> **PROBLEM TO SOLVE**
From the records below, set down exactly the lines starting with the line that contains "pixel 121 252" and going on through the line that contains "pixel 256 119". Nothing else is wanted.

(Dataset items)
▶
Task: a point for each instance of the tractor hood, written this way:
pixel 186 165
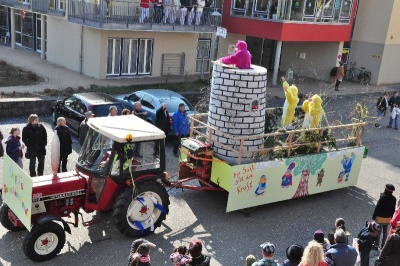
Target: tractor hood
pixel 64 185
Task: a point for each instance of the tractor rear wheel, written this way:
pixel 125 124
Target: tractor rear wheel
pixel 5 221
pixel 139 213
pixel 44 241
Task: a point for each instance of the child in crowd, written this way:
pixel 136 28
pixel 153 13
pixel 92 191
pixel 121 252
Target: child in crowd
pixel 135 254
pixel 365 240
pixel 179 257
pixel 339 224
pixel 294 253
pixel 142 255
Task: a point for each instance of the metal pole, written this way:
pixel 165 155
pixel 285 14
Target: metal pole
pixel 12 17
pixel 276 64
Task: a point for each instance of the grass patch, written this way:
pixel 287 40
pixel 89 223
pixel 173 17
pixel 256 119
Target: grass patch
pixel 15 76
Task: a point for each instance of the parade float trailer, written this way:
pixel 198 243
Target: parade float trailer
pixel 230 151
pixel 108 176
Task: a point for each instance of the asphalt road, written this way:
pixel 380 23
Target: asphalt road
pixel 230 237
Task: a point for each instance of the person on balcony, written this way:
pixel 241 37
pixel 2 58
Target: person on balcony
pixel 158 11
pixel 191 11
pixel 185 4
pixel 199 10
pixel 167 10
pixel 144 6
pixel 175 6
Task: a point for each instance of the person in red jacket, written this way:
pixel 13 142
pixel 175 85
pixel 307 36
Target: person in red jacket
pixel 395 219
pixel 144 6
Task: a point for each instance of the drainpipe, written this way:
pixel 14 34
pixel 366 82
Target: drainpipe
pixel 81 52
pixel 43 37
pixel 276 64
pixel 12 17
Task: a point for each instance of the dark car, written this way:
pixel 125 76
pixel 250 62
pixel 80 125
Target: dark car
pixel 74 107
pixel 152 99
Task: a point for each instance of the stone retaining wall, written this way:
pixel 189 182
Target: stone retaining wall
pixel 10 107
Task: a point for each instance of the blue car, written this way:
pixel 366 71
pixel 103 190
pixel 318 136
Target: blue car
pixel 152 99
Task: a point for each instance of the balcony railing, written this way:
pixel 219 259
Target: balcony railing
pixel 51 7
pixel 128 15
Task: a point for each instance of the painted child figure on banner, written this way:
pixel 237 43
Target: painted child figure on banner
pixel 262 185
pixel 241 59
pixel 287 177
pixel 320 176
pixel 347 163
pixel 291 101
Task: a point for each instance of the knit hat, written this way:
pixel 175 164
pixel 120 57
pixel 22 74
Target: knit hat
pixel 136 243
pixel 319 236
pixel 294 253
pixel 250 260
pixel 389 187
pixel 268 247
pixel 374 227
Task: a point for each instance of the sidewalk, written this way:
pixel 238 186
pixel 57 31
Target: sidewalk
pixel 57 77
◀
> **SOLUTION TO THE PROBLEM**
pixel 121 252
Target: child in crowd
pixel 135 254
pixel 365 240
pixel 179 257
pixel 339 224
pixel 294 253
pixel 142 255
Task: a point for each instance of the metal pole, written this way:
pixel 165 155
pixel 285 14
Target: metal pole
pixel 12 17
pixel 276 64
Task: a point for each instance of the grass patch, written this way:
pixel 287 40
pixel 89 223
pixel 173 17
pixel 256 119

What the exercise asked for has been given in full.